PROBLEM TO WORK ON: Reproduce the lines below exactly. Skip images.

Top of EXTRACTED MATERIAL

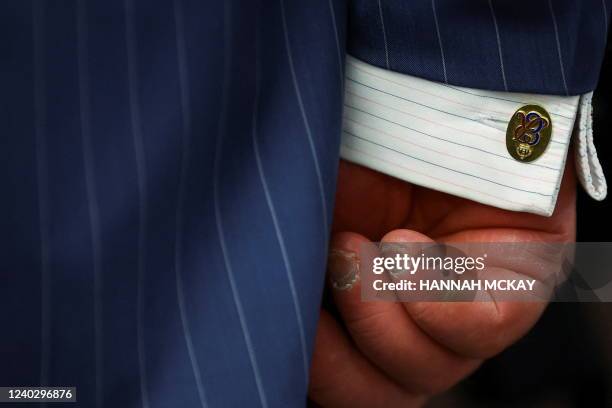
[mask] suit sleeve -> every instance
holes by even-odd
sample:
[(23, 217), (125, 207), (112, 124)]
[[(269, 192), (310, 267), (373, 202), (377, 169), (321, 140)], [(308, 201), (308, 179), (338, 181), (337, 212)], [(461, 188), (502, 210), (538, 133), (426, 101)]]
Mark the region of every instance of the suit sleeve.
[[(484, 204), (550, 215), (573, 141), (569, 159), (582, 185), (605, 198), (591, 97), (606, 2), (535, 0), (528, 10), (464, 3), (351, 4), (341, 156)], [(522, 126), (534, 134), (513, 121), (532, 106), (548, 115), (544, 137), (530, 111)], [(518, 139), (509, 139), (513, 132)]]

Bottom of EXTRACTED MATERIAL

ANSWER SECTION:
[mask] suit sleeve -> every instance
holes by even-odd
sample:
[(23, 217), (125, 207), (112, 124)]
[[(269, 192), (310, 267), (373, 202), (377, 169), (321, 140)], [(308, 201), (308, 179), (338, 181), (337, 212)], [(461, 188), (502, 210), (538, 133), (426, 101)]]
Mark the region of every instance of the suit sleeve.
[[(484, 204), (550, 215), (573, 141), (569, 159), (582, 185), (605, 198), (591, 97), (606, 2), (535, 0), (528, 10), (464, 3), (351, 4), (341, 156)], [(522, 126), (534, 134), (513, 121), (532, 106), (548, 115), (544, 137), (530, 111)], [(518, 139), (509, 139), (513, 132)]]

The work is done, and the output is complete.